● AIM OF THE TASK
Copy out all of the data below with no alterations.

(Excerpt from a dataset)
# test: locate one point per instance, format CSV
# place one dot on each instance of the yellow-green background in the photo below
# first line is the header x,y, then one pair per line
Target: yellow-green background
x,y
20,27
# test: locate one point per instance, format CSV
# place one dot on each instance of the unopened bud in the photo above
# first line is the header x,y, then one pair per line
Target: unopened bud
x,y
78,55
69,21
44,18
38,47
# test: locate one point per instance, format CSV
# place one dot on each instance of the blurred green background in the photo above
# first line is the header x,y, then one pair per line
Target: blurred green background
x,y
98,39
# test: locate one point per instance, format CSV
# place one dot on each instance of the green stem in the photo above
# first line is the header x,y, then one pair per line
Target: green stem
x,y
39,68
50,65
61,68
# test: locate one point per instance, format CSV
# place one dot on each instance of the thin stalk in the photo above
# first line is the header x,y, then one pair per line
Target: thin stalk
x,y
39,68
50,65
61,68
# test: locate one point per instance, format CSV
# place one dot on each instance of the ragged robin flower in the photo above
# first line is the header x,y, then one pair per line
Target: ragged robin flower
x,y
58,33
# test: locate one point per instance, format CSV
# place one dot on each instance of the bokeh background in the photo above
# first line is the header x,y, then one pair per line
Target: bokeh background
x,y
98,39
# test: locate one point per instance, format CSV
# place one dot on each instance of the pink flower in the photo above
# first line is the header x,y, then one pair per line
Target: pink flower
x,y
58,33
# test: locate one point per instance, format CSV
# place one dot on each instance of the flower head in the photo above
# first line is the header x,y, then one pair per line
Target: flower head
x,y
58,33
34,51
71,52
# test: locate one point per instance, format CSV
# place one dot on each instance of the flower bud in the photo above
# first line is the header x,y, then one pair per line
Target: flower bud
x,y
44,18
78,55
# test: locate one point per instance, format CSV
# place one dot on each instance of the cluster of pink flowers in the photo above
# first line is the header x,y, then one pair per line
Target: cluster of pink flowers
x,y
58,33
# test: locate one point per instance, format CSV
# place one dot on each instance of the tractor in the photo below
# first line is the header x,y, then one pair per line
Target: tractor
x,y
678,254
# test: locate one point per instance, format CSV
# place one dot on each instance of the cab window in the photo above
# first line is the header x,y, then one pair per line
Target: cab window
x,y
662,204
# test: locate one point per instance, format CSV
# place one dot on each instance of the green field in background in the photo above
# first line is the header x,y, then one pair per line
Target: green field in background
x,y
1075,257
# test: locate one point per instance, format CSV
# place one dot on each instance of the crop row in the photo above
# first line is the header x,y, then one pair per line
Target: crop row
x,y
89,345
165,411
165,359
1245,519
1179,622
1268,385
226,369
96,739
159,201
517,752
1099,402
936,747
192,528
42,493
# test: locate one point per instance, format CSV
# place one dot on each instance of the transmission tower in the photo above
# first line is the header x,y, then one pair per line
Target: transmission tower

● WORKED SOLUTION
# test: locate one point per instance, format CSV
# place one dot on each instance of the yellow-green background in the photo below
# first line is the header x,y, then one pair per line
Target: yellow-green background
x,y
20,27
# test: locate one point per instance, format CSV
# place one dot on each instance of the unopened bud in the photo above
# first line is the header x,y, then one pair per line
Target: unopened bud
x,y
78,55
69,21
44,18
38,47
# test: locate one point per instance, format CSV
# place one dot on each instance of the blurred green background in the photo above
# first line is the header x,y, then one pair per line
Target: blurred green background
x,y
98,39
# test: locate one point per instance, format CSV
# place one dot on each instance of the green stem in the photo above
# first line is the header x,y, then one pair per line
Target: green stem
x,y
39,68
50,65
61,68
# test: locate one point per instance, format CSV
# place one dot on each instance of the thin stalk in the photo above
# first line is the header x,y, then one pair per line
Target: thin stalk
x,y
39,68
50,65
61,68
# test: locate one point per instance, format CSV
# place one dot on each instance of the ragged robin flower in the photo above
# first line is the header x,y, then one pair per line
Target: ragged robin flower
x,y
58,33
# test: locate one point per instance, format CSV
# place one dot on each instance of the bokeh background in the photo above
# first line is the header x,y, then one pair per line
Target: bokeh background
x,y
98,39
# test: locate one point per instance, format CSV
# place one dot on each instance of the pink flower in the photo above
# first line is the header x,y, then one pair per line
Target: pink flower
x,y
58,33
# test: locate one point per instance, format CSV
# place one dot on each instance of the flower head in the photo above
# first line is the header x,y, then one pair per line
Target: flower head
x,y
58,33
34,51
71,52
# test: locate one point per instance, format CSV
# place one dot on each instance of the flower bud in the photo above
# first line is the header x,y, then one pair per line
Target: flower bud
x,y
44,18
78,55
# test: locate one point per instance, format CSV
# place one dot on each instance of the cluster of pink flowers in the photo above
# first line is the header x,y, then one pair per line
Target: cluster of pink flowers
x,y
58,33
# test: locate one point per instance, format CSV
# place one dot on each instance of the tractor in the photo below
# first line is the header x,y, then one pair per line
Target: tractor
x,y
678,254
# test: locate one point per instance, format CSV
# place one dot on each instance of the cab window in the photo above
# first line is the header x,y, then one pair per line
Target: cab window
x,y
662,204
# test: locate one point per instance, format CSV
# place one dot on each instance of the green field in background in the photo above
# first line is the header x,y, then one pair per line
Target: green field in background
x,y
1075,257
# test: locate one point per instance, format CSV
# place one dot on each instance of the crop row in the photo above
# first line is the header x,y, then one pair per line
Target: crop row
x,y
89,345
165,411
165,359
1245,519
1179,622
1268,385
226,369
96,739
159,201
517,752
1099,402
936,747
192,528
42,493
# test: locate one point per instance, format CSV
# place one dot on each instance of the transmission tower in the photo above
# first line is the header x,y, then one pair per line
Target: transmission tower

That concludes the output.